- [WRITTEN EXERCISE]: List each line of the data that contains the word "metal".

- [EXERCISE DATA]:
####################
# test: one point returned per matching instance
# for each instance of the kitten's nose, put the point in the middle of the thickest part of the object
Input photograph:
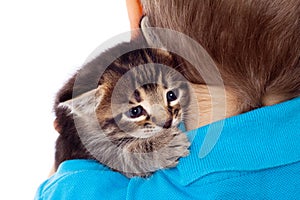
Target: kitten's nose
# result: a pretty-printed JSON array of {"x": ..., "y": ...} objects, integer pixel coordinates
[{"x": 160, "y": 116}]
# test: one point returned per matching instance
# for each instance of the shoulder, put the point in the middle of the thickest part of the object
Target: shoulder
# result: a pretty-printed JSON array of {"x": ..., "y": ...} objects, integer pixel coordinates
[{"x": 90, "y": 181}]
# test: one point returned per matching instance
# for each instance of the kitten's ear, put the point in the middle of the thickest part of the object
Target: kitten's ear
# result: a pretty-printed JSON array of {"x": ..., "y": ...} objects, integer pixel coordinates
[{"x": 84, "y": 104}]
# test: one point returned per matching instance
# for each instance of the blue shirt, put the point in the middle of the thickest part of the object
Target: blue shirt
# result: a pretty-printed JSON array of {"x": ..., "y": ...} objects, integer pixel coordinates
[{"x": 257, "y": 156}]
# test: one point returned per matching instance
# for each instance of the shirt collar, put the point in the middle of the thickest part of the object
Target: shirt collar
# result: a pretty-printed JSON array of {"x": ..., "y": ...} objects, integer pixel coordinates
[{"x": 260, "y": 139}]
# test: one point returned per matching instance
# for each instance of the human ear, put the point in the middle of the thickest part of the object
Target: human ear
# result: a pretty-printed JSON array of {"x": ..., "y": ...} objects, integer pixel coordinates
[{"x": 84, "y": 104}]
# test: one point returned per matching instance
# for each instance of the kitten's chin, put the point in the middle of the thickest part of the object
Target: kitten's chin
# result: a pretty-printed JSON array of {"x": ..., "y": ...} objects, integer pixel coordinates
[{"x": 146, "y": 132}]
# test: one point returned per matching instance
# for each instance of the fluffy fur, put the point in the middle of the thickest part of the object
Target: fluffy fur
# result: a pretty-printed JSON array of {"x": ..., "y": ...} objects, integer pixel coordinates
[{"x": 132, "y": 146}]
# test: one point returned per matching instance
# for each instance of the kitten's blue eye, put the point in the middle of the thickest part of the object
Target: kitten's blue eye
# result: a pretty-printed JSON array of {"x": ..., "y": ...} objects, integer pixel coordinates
[
  {"x": 171, "y": 96},
  {"x": 136, "y": 112}
]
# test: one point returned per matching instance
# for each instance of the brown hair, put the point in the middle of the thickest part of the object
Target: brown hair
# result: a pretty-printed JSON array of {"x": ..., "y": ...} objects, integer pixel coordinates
[{"x": 255, "y": 43}]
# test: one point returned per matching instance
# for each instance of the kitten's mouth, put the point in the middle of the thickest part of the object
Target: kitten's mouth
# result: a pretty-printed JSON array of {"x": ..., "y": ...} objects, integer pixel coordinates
[{"x": 147, "y": 132}]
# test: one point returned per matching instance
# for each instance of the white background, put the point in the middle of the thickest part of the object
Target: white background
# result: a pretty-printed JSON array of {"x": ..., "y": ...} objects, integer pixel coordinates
[{"x": 41, "y": 45}]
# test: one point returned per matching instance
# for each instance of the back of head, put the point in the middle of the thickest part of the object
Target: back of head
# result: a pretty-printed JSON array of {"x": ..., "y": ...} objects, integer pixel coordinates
[{"x": 254, "y": 43}]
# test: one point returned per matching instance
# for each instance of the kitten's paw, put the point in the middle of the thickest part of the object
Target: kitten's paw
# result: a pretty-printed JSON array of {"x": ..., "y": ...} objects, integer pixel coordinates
[{"x": 176, "y": 148}]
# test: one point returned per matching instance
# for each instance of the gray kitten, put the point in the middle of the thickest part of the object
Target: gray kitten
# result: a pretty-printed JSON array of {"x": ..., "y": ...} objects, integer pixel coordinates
[{"x": 124, "y": 111}]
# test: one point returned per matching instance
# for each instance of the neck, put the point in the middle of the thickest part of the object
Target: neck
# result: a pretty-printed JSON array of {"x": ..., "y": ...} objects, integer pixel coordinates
[{"x": 214, "y": 103}]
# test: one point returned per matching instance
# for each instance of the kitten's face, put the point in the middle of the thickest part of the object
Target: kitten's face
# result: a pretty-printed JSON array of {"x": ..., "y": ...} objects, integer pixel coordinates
[
  {"x": 131, "y": 107},
  {"x": 150, "y": 108}
]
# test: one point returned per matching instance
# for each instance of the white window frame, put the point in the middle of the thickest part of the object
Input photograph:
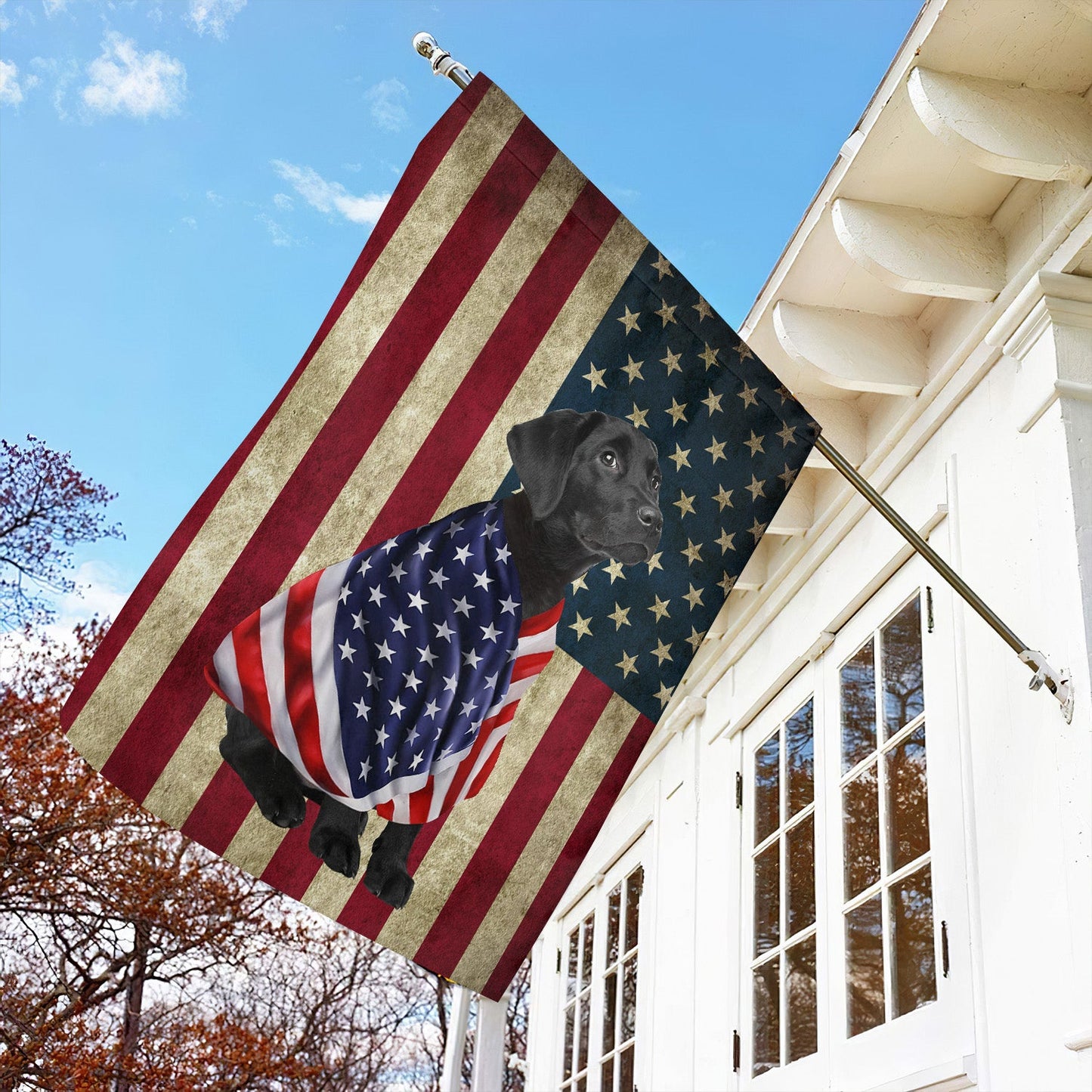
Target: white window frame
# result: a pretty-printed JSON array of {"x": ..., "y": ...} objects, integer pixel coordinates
[
  {"x": 939, "y": 1031},
  {"x": 598, "y": 899}
]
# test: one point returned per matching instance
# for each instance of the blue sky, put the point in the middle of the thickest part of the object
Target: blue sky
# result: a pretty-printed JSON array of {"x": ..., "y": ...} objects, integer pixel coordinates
[{"x": 186, "y": 184}]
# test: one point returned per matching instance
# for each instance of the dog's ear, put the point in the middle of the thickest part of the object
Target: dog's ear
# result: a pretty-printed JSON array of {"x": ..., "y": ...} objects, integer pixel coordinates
[{"x": 542, "y": 453}]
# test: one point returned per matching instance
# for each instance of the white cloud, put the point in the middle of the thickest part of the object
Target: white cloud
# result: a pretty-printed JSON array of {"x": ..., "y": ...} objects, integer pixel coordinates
[
  {"x": 125, "y": 81},
  {"x": 11, "y": 91},
  {"x": 277, "y": 234},
  {"x": 100, "y": 590},
  {"x": 388, "y": 100},
  {"x": 331, "y": 196},
  {"x": 214, "y": 15}
]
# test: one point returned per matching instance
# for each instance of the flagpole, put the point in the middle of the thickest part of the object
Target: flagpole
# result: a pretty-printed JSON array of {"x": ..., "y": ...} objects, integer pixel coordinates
[
  {"x": 1056, "y": 682},
  {"x": 442, "y": 63}
]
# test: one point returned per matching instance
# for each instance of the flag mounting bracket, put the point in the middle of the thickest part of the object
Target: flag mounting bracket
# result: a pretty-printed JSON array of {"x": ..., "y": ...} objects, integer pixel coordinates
[
  {"x": 442, "y": 63},
  {"x": 1057, "y": 682}
]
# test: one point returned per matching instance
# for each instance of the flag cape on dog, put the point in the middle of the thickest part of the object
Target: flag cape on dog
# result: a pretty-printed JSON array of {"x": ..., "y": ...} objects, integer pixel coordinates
[{"x": 498, "y": 284}]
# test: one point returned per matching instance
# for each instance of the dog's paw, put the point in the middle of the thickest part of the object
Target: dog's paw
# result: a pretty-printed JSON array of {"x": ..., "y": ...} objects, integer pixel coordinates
[
  {"x": 388, "y": 879},
  {"x": 283, "y": 809},
  {"x": 336, "y": 849}
]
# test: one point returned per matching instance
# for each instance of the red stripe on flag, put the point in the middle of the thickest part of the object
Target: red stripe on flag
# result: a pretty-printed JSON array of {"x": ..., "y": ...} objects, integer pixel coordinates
[
  {"x": 483, "y": 775},
  {"x": 531, "y": 664},
  {"x": 221, "y": 810},
  {"x": 501, "y": 362},
  {"x": 363, "y": 912},
  {"x": 248, "y": 663},
  {"x": 421, "y": 169},
  {"x": 292, "y": 865},
  {"x": 171, "y": 709},
  {"x": 299, "y": 682},
  {"x": 464, "y": 768},
  {"x": 540, "y": 623},
  {"x": 515, "y": 821},
  {"x": 576, "y": 849}
]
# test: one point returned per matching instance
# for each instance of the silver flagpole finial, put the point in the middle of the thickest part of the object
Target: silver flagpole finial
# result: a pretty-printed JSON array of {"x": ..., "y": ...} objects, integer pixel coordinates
[{"x": 441, "y": 60}]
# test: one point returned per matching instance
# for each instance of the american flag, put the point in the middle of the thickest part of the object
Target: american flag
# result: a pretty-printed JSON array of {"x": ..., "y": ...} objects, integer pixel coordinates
[
  {"x": 483, "y": 296},
  {"x": 390, "y": 680}
]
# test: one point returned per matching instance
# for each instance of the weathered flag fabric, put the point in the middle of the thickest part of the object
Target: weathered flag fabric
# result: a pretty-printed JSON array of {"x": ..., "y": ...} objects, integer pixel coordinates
[
  {"x": 389, "y": 680},
  {"x": 498, "y": 284}
]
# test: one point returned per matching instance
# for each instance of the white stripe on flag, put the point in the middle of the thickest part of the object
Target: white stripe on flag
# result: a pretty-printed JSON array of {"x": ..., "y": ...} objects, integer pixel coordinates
[
  {"x": 271, "y": 633},
  {"x": 227, "y": 670}
]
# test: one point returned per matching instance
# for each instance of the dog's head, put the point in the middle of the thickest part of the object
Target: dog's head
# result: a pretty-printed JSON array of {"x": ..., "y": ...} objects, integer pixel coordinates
[{"x": 594, "y": 475}]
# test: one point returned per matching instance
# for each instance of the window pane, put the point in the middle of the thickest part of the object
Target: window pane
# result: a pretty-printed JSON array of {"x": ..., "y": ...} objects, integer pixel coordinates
[
  {"x": 614, "y": 912},
  {"x": 586, "y": 967},
  {"x": 767, "y": 925},
  {"x": 864, "y": 970},
  {"x": 915, "y": 973},
  {"x": 569, "y": 1016},
  {"x": 571, "y": 986},
  {"x": 626, "y": 1070},
  {"x": 858, "y": 708},
  {"x": 582, "y": 1052},
  {"x": 610, "y": 1007},
  {"x": 861, "y": 828},
  {"x": 803, "y": 1031},
  {"x": 908, "y": 800},
  {"x": 901, "y": 641},
  {"x": 802, "y": 875},
  {"x": 633, "y": 883},
  {"x": 767, "y": 1018},
  {"x": 630, "y": 999},
  {"x": 608, "y": 1084},
  {"x": 767, "y": 800},
  {"x": 800, "y": 759}
]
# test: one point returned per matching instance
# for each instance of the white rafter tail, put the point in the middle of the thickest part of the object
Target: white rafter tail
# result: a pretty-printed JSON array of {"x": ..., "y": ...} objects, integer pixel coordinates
[
  {"x": 757, "y": 569},
  {"x": 797, "y": 512},
  {"x": 842, "y": 425},
  {"x": 854, "y": 351},
  {"x": 1006, "y": 127},
  {"x": 1057, "y": 682},
  {"x": 915, "y": 250}
]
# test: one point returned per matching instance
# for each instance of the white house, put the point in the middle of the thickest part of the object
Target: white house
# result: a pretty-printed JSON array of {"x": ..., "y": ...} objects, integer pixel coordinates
[{"x": 856, "y": 852}]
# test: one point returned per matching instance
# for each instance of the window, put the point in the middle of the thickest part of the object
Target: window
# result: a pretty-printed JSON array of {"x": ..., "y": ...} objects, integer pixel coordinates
[
  {"x": 890, "y": 969},
  {"x": 853, "y": 898},
  {"x": 783, "y": 971},
  {"x": 600, "y": 1001}
]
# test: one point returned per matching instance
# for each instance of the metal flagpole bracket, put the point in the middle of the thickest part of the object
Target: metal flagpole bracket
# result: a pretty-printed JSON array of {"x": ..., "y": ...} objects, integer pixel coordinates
[
  {"x": 442, "y": 63},
  {"x": 1056, "y": 682}
]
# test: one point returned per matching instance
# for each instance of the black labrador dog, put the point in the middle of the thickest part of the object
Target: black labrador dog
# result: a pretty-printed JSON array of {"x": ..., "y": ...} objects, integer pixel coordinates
[{"x": 590, "y": 493}]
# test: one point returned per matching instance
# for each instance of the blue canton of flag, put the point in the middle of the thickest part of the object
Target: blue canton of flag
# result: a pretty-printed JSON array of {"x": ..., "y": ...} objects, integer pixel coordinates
[{"x": 732, "y": 441}]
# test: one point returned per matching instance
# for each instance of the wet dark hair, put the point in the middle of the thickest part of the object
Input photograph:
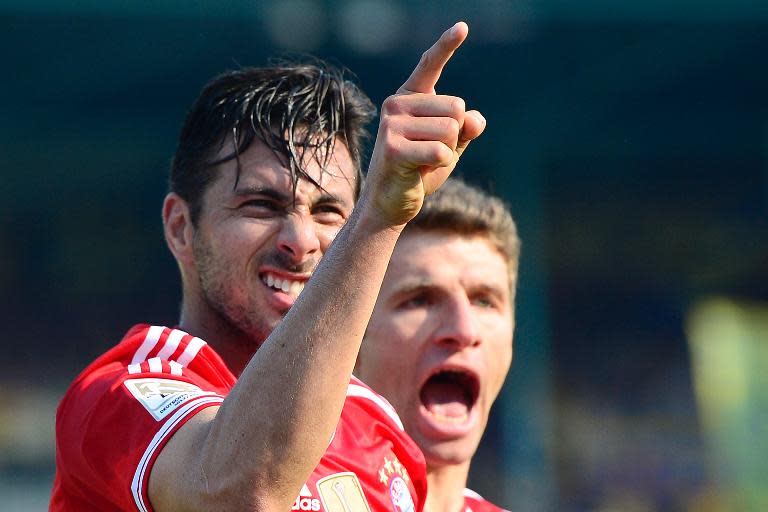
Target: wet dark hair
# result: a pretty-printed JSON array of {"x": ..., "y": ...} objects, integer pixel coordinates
[{"x": 292, "y": 108}]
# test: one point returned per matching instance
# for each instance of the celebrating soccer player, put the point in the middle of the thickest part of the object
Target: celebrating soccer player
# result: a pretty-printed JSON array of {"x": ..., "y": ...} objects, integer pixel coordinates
####################
- [RESPONSE FOR THIS EXERCISE]:
# for each instance of the metal flagpole bracket, put the point in the middle of the thickest part of the object
Target: metal flagpole bracket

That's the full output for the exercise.